* _Records for this exercise_
^^^^

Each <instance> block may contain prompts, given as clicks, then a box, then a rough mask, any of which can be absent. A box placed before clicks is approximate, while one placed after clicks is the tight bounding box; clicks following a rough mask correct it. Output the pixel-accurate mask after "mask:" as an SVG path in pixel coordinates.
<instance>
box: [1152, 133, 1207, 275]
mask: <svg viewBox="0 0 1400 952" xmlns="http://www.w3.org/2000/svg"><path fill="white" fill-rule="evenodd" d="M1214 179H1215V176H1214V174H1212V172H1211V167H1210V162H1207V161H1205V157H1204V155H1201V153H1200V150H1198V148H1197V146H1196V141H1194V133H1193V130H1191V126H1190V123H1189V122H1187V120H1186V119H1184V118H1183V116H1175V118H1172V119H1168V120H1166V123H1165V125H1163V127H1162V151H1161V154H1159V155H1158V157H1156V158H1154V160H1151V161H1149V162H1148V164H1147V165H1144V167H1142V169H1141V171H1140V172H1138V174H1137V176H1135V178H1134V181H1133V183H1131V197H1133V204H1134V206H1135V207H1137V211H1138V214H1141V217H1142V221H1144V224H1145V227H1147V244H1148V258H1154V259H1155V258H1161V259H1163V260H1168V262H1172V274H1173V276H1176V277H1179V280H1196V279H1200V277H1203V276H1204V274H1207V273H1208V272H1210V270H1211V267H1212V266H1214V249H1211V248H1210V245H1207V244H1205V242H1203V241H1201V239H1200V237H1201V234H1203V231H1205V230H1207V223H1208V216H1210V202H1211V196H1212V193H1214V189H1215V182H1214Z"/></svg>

^^^^

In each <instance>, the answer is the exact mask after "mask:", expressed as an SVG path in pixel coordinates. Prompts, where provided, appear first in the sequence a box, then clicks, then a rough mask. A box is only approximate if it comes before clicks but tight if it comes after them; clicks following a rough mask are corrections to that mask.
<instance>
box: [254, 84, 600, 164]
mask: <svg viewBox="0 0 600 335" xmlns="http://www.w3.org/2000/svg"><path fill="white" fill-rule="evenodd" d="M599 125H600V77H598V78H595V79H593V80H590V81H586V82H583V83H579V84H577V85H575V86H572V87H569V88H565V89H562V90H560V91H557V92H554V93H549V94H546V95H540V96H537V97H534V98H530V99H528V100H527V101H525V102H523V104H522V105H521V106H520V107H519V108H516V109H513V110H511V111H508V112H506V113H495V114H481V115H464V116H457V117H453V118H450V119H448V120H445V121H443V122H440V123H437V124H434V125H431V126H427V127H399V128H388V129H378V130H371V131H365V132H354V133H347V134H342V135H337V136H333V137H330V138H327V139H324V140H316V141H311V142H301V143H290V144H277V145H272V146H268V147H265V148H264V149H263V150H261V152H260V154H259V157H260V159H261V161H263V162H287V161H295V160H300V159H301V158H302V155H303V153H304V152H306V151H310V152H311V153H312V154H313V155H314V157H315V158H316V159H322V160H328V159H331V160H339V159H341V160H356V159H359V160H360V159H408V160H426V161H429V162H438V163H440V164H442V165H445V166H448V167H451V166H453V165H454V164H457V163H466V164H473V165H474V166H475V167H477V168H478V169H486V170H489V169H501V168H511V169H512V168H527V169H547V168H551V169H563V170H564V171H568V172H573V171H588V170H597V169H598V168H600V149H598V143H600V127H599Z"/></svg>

^^^^

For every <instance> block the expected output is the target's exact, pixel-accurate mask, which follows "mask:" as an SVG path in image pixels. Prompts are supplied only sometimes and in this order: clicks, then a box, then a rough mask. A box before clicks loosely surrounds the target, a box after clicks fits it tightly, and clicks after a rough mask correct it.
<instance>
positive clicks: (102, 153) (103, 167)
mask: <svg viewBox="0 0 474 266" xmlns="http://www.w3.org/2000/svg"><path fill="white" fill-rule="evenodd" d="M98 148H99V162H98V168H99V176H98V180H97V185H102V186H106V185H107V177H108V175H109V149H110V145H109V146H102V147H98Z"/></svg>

^^^^

* _Aim of the exercise_
Your answer should be a single number: how many lines of the material contain "coordinates".

* _Exercise response_
2